## TASK TO COMPLETE
Rewrite the listing below, replacing every "Can you find" with "Could you locate" and leaving everything else unchanged.
# Start of INPUT ROWS
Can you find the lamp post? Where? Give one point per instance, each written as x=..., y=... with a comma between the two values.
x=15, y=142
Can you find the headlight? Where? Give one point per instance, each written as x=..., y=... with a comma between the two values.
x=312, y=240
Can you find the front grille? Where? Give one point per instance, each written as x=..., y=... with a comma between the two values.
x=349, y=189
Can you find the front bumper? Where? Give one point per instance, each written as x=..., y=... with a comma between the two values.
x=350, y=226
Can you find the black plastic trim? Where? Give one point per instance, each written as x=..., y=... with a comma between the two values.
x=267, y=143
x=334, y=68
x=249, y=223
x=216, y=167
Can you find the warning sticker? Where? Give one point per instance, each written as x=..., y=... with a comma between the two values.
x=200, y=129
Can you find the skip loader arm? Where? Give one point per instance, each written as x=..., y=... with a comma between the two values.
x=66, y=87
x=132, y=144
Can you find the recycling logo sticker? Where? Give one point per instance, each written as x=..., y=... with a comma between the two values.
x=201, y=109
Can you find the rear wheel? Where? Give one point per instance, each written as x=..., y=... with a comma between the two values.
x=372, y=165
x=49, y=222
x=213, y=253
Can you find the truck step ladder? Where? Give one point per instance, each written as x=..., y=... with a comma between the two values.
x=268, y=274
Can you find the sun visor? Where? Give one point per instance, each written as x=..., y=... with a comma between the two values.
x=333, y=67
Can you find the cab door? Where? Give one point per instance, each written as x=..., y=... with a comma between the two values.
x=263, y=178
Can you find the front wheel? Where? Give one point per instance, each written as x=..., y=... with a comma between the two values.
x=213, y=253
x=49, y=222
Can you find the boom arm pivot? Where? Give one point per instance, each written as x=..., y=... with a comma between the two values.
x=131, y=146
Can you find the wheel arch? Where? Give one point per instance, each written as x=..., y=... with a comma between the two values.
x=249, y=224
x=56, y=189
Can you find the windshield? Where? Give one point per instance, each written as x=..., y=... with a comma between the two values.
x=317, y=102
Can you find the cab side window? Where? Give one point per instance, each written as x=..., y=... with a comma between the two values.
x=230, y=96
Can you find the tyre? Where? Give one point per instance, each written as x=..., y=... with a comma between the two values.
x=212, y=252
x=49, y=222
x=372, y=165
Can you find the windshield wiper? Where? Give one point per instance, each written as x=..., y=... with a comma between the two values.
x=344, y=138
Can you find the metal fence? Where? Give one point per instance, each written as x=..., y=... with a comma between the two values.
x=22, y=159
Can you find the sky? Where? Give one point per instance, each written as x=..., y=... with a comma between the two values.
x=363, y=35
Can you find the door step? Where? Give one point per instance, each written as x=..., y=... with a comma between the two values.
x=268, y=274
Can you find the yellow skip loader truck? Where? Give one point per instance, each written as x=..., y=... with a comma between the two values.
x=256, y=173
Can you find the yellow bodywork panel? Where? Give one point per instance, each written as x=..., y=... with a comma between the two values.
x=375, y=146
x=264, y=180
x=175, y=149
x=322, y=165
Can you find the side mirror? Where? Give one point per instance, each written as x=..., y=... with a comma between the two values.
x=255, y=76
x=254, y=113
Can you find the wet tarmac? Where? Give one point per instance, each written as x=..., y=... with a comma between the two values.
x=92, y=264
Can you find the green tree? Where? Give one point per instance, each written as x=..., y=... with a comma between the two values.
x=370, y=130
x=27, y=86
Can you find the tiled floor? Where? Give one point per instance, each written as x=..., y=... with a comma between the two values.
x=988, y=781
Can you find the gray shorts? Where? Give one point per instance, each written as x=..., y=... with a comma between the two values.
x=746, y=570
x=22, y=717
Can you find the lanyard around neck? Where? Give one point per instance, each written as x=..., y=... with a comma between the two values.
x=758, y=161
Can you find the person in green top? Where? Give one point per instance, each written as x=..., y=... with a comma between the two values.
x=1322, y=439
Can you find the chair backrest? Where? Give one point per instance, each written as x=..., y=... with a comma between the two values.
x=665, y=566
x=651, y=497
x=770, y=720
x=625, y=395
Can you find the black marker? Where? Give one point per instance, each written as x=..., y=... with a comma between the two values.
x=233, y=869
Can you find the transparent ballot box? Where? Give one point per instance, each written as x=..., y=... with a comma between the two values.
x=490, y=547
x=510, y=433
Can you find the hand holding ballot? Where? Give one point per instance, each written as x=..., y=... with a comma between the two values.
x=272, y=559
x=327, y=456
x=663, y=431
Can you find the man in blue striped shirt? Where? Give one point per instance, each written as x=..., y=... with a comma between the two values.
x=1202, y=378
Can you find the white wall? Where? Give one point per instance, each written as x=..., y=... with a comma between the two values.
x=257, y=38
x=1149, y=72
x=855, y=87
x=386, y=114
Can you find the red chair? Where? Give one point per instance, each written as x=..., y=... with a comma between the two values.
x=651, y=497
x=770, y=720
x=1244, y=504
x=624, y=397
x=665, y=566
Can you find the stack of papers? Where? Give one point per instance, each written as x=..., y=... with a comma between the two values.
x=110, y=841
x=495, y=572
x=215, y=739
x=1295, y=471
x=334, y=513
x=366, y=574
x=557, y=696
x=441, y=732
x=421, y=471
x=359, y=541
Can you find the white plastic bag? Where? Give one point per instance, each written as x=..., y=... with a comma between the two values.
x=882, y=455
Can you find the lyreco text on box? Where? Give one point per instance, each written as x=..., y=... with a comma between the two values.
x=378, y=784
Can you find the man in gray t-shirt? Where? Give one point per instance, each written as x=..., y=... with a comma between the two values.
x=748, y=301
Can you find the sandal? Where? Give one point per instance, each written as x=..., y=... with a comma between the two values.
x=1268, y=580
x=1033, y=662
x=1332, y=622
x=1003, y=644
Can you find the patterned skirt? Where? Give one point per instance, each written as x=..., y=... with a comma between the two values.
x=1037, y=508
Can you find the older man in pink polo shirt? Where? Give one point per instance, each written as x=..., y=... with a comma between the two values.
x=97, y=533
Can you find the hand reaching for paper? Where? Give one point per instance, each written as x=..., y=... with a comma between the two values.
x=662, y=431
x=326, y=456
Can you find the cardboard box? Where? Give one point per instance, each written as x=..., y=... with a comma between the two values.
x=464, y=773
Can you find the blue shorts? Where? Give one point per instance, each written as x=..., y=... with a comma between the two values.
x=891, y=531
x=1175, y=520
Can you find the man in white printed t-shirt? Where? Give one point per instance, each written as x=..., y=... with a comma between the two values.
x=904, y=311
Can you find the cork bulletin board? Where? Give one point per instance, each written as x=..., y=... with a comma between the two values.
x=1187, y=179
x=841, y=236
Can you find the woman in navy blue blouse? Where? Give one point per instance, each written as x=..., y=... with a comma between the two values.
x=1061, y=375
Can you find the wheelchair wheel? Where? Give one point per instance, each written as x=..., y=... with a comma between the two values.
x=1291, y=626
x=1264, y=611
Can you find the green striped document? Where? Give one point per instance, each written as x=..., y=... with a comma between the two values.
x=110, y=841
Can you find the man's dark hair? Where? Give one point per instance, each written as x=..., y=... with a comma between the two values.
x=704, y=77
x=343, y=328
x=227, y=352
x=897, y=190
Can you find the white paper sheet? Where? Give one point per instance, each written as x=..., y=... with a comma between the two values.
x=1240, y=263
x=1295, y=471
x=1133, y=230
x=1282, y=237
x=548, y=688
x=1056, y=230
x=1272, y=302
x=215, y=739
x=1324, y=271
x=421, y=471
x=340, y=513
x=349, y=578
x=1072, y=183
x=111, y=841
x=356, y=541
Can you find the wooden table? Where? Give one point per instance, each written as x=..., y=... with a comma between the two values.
# End of INPUT ROWS
## EXERCISE RESULT
Could you locate the lamp post? Where? Give one point per instance, each written as x=..., y=... with a comma between the two values.
x=15, y=142
Could you locate the headlight? Where? Give one point per instance, each written as x=..., y=... with a comma between the two values.
x=312, y=240
Could you locate the front grille? Where? Give one point per instance, each written as x=..., y=... with a comma between the two values.
x=349, y=189
Could you locate the front bumper? Where? Give one point per instance, each written as x=..., y=... with a comma between the two values.
x=350, y=226
Could you locate the black plastic trim? Where? Give one point per instance, each written as x=..., y=... with a comma between the two values.
x=267, y=143
x=334, y=68
x=249, y=223
x=216, y=167
Could you locate the warning sticker? Where? Give one point per instance, each written as x=..., y=... with a comma between the two values.
x=200, y=129
Could you locate the skip loader arm? Where? Give one point per instance, each written as x=..., y=... with a comma between the two values.
x=66, y=87
x=132, y=144
Could you locate the recycling logo sticker? Where? Give one point per instance, each written as x=..., y=... with a comma between the two values.
x=201, y=109
Could you locate the rear wheel? Where? Give one point per instance, each written as x=..., y=... with a comma between the two values.
x=372, y=165
x=49, y=222
x=213, y=253
Could you locate the truck step ladder? Where? Give one point per instance, each written as x=..., y=... with a comma between the two values.
x=268, y=274
Could you locate the sun visor? Where? Give one point per instance, each written as x=..., y=... with a comma between the two values.
x=333, y=67
Could you locate the cab door? Where? Give one point per instance, each written as x=..., y=... with a comma between the two values.
x=263, y=178
Could you locate the front wheel? Where? Give one point per instance, each written as x=..., y=... with a comma between the two values.
x=213, y=253
x=49, y=222
Could you locate the boom arm pivot? Where? Give one point per instance, each written as x=..., y=... with a comma between the two values.
x=131, y=146
Could you locate the wheel arch? Where? Give one point per instance, each written as x=..., y=... with a comma between the two values.
x=249, y=224
x=56, y=189
Could you locate the windshield? Where? Give one point per instance, each written as x=..., y=... with a comma between the two values.
x=317, y=102
Could you locate the cab side window? Where? Give one point per instance, each written as x=..., y=... with a comma between the two values.
x=230, y=96
Could you locate the tyre? Where? Give one point per instance, each written as x=..., y=... with a comma between the two values.
x=212, y=252
x=49, y=222
x=372, y=165
Could you locate the windshield wiper? Where? Give one point per instance, each written as x=..., y=... with a comma between the two values.
x=344, y=138
Could you locate the metal fence? Where? Give one point per instance, each written as x=..., y=... with a comma between the two values.
x=22, y=159
Could you locate the sky? Where? Give one point per instance, each written as x=..., y=... with a comma between the two values.
x=363, y=35
Could you locate the door step? Where? Give one point per instance, each written as x=..., y=... with a comma between the two values.
x=268, y=274
Could you locate the yellow skip loader truck? Where? Give one point per instance, each written as x=..., y=... with a comma between the two values.
x=256, y=173
Could you locate the yellow bodywork panel? Where? Give one point per instance, each written as x=..., y=... with a comma between the two values.
x=375, y=146
x=264, y=180
x=175, y=149
x=322, y=165
Could you locate the side mirror? Where? Give one point per instance, each written as x=..., y=... with a comma between the two values.
x=255, y=76
x=254, y=113
Could you locate the wet tarmac? Where? Give one point per instance, each written as x=..., y=... with a comma between the two values.
x=92, y=264
Could you locate the green tree? Where? Give one point per instance, each written as x=..., y=... with a comma between the two values.
x=370, y=130
x=27, y=86
Could you locate the tiled floor? Where? Give one point per instance, each written as x=..., y=... with a comma between the two values.
x=988, y=781
Could you locate the gray shorts? Where? Give one point per instance, each written as x=..., y=... with a comma between the two values.
x=746, y=570
x=22, y=717
Could you locate the lanyard around neck? Where? Give one point per instance, each written as x=..., y=... with a comma between the two values.
x=758, y=161
Could you locate the person in green top? Where? Give one point per instance, each written as x=..., y=... with a comma between the two values.
x=1322, y=439
Could you locate the chair backrest? Where? Give one point per instance, each written as x=..., y=... with a comma between the two values.
x=665, y=566
x=651, y=497
x=770, y=720
x=625, y=395
Could you locate the black marker? Where? Give one point per instance, each written as x=..., y=... with a comma between the two values.
x=233, y=869
Could you locate the transparent ballot box? Where? Give one point per instance, each written as x=..., y=... with a comma between the two values.
x=490, y=547
x=510, y=433
Could you locate the hand holding ballot? Where? Give one point per instance, each written as x=..., y=... with a comma between the two values.
x=272, y=559
x=327, y=456
x=663, y=431
Could you locate the man in blue striped shirt? Where? Give one point per instance, each written as x=..., y=... with a comma between the two values.
x=1202, y=378
Could you locate the white wall? Where? Give one point per instance, each written as x=..., y=... with a comma between the two values.
x=257, y=38
x=1149, y=72
x=855, y=87
x=386, y=114
Could you locate the red chair? Where? Give one point per instance, each written as x=..., y=... with a comma between the two values.
x=651, y=497
x=770, y=720
x=1244, y=504
x=624, y=397
x=665, y=566
Could you locate the stack of papers? Where? Give one point per instance, each written as x=..., y=... with a comma between the two values.
x=110, y=841
x=495, y=572
x=215, y=739
x=1295, y=471
x=334, y=513
x=366, y=574
x=557, y=696
x=441, y=732
x=421, y=471
x=359, y=541
Could you locate the white plastic bag? Where? Give one point per instance, each written as x=..., y=... with a comma between the two values.
x=882, y=455
Could you locate the lyreco text on box? Where? Give one point per instance, each written as x=..., y=... with a comma between the two values.
x=378, y=784
Could you locate the man in gray t-shirt? Where? Give one point per instance, each written as x=..., y=... with a comma between the two values.
x=748, y=301
Could you locate the sandal? Where? Give one point per instance, each written as x=..., y=... with a comma between the two values.
x=1268, y=580
x=1033, y=662
x=1332, y=622
x=1003, y=644
Could you locate the patterned skirt? Where? Give one point per instance, each written as x=..., y=... with a comma between the two values.
x=1037, y=508
Could you locate the older man in pink polo shirt? Where? Give one point per instance, each written as x=..., y=... with a comma between the two values.
x=97, y=533
Could you locate the hand reaching for paper? Where? Give one point per instance, each written as x=..., y=... with a comma between the two values.
x=662, y=431
x=326, y=456
Could you locate the cardboard box? Where? Give one point per instance, each written as x=..., y=... with a comma between the two values.
x=464, y=773
Could you locate the blue shorts? Where? Give one point per instance, each written as x=..., y=... with a comma between the two values.
x=891, y=531
x=1175, y=520
Could you locate the man in white printed t-shirt? Where? Give one point per instance, each written as x=..., y=... with a comma between the two values.
x=904, y=311
Could you locate the cork bulletin board? Where? Give one point per instance, each written as x=..., y=... with a comma between the two values.
x=1187, y=179
x=841, y=236
Could you locate the woman in navy blue blouse? Where? Give one point per instance, each written as x=..., y=... with a comma between the two values.
x=1061, y=375
Could you locate the wheelchair wheel? Where? Give one point per instance, each written as x=..., y=... with a comma between the two values.
x=1291, y=626
x=1264, y=611
Could you locate the green striped document? Where? Give one point per instance, each written as x=..., y=... with a comma between the two values.
x=110, y=841
Could you locate the man's dark hair? Where? Give one point per instance, each written as x=..., y=... with a comma between the two values.
x=704, y=77
x=343, y=328
x=227, y=352
x=897, y=190
Could you locate the white paper sheet? Where? Give one point per instance, each written as x=..., y=... with a comma between the two values.
x=1240, y=263
x=1295, y=471
x=1133, y=230
x=1282, y=237
x=548, y=688
x=1056, y=230
x=1272, y=302
x=215, y=739
x=1324, y=271
x=421, y=471
x=340, y=513
x=349, y=578
x=1072, y=183
x=111, y=841
x=356, y=541
Could you locate the wooden table? Where? Give one point per instance, each written as x=..., y=... with a comma between the two values.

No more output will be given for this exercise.